PROBLEM TO SOLVE |
Copy out the listing beneath, missing nothing.

PROVIDED ENTRIES |
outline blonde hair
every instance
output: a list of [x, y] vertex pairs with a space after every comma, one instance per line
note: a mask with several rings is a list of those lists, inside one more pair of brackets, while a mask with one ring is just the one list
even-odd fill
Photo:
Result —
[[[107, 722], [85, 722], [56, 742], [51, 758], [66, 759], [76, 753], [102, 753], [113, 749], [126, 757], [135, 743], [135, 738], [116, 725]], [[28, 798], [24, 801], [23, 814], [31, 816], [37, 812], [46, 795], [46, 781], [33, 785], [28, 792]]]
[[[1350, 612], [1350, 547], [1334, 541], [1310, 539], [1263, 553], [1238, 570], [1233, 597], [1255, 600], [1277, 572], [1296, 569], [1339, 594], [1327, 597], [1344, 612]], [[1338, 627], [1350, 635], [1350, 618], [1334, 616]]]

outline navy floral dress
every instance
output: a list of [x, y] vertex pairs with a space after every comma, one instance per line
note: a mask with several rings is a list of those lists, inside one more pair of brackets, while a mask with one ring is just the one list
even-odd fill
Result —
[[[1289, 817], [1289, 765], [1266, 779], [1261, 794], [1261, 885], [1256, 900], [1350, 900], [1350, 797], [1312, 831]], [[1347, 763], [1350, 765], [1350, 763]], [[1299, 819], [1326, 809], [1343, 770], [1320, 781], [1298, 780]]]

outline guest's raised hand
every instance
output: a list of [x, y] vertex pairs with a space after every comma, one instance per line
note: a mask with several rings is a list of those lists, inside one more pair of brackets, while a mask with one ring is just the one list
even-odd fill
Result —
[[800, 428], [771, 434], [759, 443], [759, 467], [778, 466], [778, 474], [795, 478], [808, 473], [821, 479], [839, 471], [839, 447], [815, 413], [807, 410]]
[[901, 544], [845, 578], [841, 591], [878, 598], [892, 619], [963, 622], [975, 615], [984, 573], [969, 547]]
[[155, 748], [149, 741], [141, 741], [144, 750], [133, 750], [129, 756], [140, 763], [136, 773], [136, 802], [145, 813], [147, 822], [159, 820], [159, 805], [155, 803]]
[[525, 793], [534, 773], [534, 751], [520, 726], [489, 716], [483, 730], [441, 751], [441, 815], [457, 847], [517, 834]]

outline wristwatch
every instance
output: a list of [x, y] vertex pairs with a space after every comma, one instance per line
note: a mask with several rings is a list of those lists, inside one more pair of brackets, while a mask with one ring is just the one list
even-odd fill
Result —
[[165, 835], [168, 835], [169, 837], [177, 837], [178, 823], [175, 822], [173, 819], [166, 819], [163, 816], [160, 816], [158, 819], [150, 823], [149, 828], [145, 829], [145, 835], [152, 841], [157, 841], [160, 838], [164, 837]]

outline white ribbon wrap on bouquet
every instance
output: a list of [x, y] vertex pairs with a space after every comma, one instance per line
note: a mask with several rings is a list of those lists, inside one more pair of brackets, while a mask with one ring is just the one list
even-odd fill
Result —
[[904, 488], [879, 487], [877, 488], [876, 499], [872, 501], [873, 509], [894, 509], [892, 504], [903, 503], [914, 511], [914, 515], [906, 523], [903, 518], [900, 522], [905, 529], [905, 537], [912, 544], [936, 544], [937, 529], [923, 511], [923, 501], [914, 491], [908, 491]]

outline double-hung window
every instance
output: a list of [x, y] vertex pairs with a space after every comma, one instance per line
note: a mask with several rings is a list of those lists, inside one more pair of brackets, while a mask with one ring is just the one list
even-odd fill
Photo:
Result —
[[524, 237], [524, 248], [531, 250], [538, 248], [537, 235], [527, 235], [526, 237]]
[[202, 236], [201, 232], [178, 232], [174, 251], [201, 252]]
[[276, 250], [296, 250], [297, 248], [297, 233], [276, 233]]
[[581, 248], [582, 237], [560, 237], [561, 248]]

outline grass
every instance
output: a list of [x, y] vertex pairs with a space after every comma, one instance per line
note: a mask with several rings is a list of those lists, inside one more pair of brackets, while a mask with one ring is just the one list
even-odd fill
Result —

ANSWER TO THE PROBLEM |
outline blonde hair
every instance
output: a list of [x, y] vertex pairs with a space after every comma, one instance per line
note: a mask with several rings is a list of those lists, inside one more pair of brackets, while a mask with one ring is just the one list
even-odd fill
Photo:
Result —
[[[107, 722], [85, 722], [56, 742], [51, 758], [66, 759], [76, 753], [102, 753], [113, 749], [126, 757], [135, 743], [135, 738], [116, 725]], [[28, 798], [24, 801], [23, 814], [31, 816], [37, 812], [46, 795], [46, 781], [33, 785], [28, 792]]]
[[[1350, 612], [1350, 547], [1334, 541], [1310, 539], [1263, 553], [1238, 570], [1233, 597], [1255, 600], [1277, 572], [1296, 569], [1339, 594], [1327, 597], [1344, 612]], [[1338, 627], [1350, 635], [1350, 618], [1334, 616]]]

outline navy floral dress
every instance
output: a list of [x, y] vertex pairs with a space after every comma, one instance per line
note: a mask with several rings is a list of those lists, inside one more pair of brackets, while a mask with one ring is just the one list
even-odd fill
Result —
[[[1289, 817], [1289, 765], [1266, 779], [1261, 794], [1261, 885], [1256, 900], [1350, 900], [1350, 797], [1312, 831]], [[1347, 763], [1350, 765], [1350, 763]], [[1299, 819], [1326, 809], [1343, 770], [1320, 781], [1298, 780]]]

outline guest's raised hand
every instance
output: a list of [x, y] vertex pairs with a space after every comma, one instance per line
note: a mask with several rings is a list of those lists, inside one more pair of brackets, while a mask with one ring is just the one list
even-odd fill
Result —
[[800, 428], [771, 434], [759, 443], [759, 467], [778, 466], [778, 474], [795, 478], [808, 473], [821, 479], [839, 471], [839, 447], [815, 413], [807, 410]]
[[901, 544], [845, 578], [841, 591], [878, 598], [892, 619], [963, 622], [975, 615], [984, 573], [969, 547]]
[[155, 748], [149, 741], [141, 741], [144, 750], [133, 750], [129, 756], [140, 763], [136, 773], [136, 802], [145, 813], [147, 822], [159, 820], [159, 805], [155, 803]]
[[525, 793], [534, 773], [534, 751], [520, 726], [489, 716], [483, 730], [441, 751], [441, 815], [457, 847], [517, 834]]

outline wristwatch
every instance
output: a list of [x, y] vertex pairs with a space after every comma, one instance per line
note: a mask with several rings is a list of those lists, inside one more pair of brackets, while a mask with one ring is just the one list
even-odd fill
Result —
[[165, 835], [168, 835], [169, 837], [177, 837], [178, 823], [175, 822], [173, 819], [166, 819], [163, 816], [160, 816], [158, 819], [150, 823], [149, 828], [145, 829], [145, 835], [152, 841], [157, 841], [160, 838], [164, 837]]

outline white ribbon wrap on bouquet
every instance
output: a list of [x, y] vertex pairs with a space after every comma, one instance per line
note: a mask with several rings is a list of those lists, inside one more pair of brackets, while a mask with one ring is just the one list
even-odd fill
Result —
[[904, 488], [879, 487], [877, 488], [876, 499], [872, 501], [873, 509], [894, 509], [892, 504], [903, 503], [914, 511], [914, 515], [906, 523], [903, 518], [900, 522], [905, 529], [905, 537], [912, 544], [936, 544], [937, 529], [923, 511], [923, 501], [914, 491], [908, 491]]

outline double-hung window
every instance
output: a list of [x, y] vertex pairs with a space after every comma, one instance per line
note: a mask with several rings is a list of those lists, inside one more pair of brackets, while a mask with one ring is just the one list
even-odd fill
Photo:
Result —
[[524, 237], [524, 248], [531, 250], [538, 248], [537, 235], [527, 235], [526, 237]]
[[202, 236], [201, 232], [178, 232], [174, 251], [201, 252]]
[[276, 250], [296, 250], [297, 248], [297, 233], [276, 233]]
[[581, 248], [582, 237], [560, 237], [561, 248]]

outline grass
every instance
output: a list of [x, y] vertex pairs with a space after every comma, one instance per line
note: a mask with several rings is a list of those lists, inside one more pair of brackets, while a mask with one ring is just the one list
even-odd fill
Result —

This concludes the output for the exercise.